Given request:
Please find each line in the entries below that contains the string "sign", matching case, and copy those lines out.

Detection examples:
'''

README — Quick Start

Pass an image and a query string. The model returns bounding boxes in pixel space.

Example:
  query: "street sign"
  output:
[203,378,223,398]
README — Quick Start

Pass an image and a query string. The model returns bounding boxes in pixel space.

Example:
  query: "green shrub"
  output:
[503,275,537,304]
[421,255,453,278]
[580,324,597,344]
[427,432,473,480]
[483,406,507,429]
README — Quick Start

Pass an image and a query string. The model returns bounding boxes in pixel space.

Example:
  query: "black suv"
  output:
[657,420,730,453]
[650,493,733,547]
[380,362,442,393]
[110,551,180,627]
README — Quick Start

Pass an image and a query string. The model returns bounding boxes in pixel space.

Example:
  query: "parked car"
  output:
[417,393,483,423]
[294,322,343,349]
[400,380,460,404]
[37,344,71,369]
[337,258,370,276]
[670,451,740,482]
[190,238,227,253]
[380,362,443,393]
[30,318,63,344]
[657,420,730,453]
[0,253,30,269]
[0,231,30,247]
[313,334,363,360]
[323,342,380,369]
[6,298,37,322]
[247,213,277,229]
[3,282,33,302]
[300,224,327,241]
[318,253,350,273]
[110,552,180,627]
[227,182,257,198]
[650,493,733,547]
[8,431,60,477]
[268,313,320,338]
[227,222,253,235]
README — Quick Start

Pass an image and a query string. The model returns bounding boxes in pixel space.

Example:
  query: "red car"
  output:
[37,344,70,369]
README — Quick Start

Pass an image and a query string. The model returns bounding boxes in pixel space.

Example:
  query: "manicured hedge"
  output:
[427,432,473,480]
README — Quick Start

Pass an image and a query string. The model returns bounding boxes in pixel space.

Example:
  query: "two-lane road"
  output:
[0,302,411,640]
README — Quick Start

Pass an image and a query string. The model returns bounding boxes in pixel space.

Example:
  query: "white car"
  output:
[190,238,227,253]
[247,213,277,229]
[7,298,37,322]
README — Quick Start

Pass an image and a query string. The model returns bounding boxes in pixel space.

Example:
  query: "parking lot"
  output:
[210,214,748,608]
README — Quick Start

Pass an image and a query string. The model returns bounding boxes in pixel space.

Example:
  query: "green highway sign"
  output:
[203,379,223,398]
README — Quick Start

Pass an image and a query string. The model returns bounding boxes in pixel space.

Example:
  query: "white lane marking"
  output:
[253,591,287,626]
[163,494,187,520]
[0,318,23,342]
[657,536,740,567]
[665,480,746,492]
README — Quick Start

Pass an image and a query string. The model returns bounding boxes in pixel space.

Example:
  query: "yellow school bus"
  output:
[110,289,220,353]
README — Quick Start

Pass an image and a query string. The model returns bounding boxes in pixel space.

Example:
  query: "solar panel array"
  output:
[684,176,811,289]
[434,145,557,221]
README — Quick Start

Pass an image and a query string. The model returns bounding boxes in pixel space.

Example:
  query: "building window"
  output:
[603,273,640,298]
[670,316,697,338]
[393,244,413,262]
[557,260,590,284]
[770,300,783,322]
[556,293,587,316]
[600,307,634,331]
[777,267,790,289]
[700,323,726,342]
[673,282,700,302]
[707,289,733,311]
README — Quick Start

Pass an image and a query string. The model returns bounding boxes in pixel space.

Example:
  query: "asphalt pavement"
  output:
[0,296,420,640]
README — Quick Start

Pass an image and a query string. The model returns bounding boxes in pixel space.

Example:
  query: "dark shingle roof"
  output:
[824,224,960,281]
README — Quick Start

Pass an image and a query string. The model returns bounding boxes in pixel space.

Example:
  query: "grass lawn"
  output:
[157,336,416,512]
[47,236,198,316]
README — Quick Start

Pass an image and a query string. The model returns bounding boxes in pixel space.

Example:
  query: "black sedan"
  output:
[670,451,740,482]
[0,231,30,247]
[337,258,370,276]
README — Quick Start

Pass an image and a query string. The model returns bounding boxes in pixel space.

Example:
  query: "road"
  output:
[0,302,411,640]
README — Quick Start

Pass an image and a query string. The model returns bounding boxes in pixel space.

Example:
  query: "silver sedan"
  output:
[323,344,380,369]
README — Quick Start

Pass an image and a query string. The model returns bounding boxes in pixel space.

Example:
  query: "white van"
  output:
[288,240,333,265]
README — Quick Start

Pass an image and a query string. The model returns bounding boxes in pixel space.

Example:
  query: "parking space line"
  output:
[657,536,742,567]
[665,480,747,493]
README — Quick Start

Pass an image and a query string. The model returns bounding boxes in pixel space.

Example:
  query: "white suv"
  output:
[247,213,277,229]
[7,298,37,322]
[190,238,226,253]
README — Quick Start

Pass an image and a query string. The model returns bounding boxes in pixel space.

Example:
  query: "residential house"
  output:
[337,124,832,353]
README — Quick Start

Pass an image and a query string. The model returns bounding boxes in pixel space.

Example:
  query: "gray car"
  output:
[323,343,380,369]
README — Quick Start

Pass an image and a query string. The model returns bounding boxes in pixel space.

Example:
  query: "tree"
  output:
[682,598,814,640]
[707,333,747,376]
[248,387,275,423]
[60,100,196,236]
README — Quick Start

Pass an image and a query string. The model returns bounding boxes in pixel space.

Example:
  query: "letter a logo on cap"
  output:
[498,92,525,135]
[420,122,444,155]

'''
'''

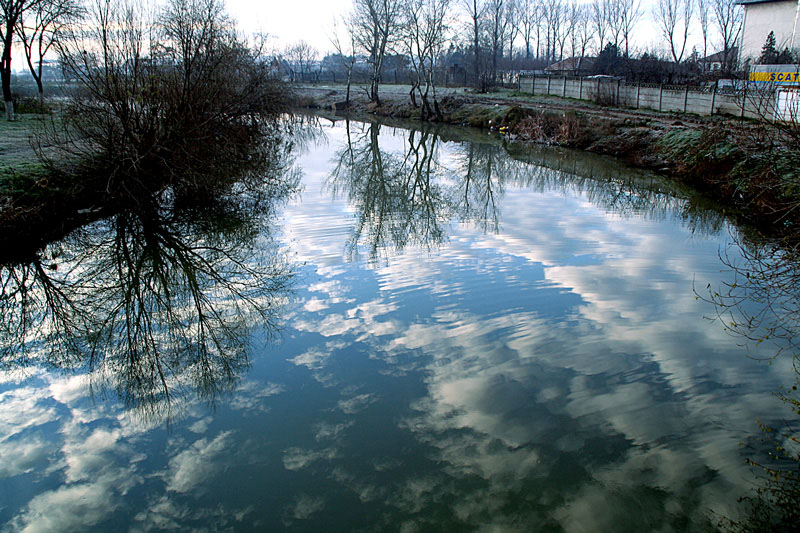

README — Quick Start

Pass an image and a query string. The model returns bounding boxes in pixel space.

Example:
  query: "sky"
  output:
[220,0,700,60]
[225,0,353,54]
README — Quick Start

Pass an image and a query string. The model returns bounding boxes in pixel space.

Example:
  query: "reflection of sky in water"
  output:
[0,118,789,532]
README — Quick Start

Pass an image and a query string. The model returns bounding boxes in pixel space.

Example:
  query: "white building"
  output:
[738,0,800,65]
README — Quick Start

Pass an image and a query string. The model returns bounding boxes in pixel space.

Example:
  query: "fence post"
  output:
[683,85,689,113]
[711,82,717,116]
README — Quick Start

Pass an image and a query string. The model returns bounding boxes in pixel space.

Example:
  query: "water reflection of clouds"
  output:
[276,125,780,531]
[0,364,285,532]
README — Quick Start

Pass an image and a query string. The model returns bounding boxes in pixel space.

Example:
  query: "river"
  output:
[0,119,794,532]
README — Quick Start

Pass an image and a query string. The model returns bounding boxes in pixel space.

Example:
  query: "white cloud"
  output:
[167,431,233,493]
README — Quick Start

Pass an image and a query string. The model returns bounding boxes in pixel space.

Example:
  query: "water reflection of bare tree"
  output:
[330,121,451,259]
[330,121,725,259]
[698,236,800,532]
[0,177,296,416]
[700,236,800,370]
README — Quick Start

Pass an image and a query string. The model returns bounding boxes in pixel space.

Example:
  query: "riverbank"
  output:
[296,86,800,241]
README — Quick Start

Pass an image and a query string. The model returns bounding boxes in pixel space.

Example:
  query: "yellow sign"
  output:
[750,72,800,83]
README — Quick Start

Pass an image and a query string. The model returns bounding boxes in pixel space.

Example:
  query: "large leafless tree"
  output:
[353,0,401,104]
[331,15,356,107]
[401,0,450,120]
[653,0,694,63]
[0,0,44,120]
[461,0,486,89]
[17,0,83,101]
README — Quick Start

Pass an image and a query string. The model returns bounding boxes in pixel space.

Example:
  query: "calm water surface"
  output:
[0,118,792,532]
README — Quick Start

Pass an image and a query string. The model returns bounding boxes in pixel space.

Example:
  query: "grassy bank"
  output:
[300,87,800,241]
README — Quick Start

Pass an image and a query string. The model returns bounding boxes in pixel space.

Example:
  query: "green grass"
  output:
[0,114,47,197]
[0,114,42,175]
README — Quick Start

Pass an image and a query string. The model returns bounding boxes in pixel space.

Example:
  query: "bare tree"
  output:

'''

The result:
  query: "street sign"
  query: "green highway sign"
  query: "yellow sign"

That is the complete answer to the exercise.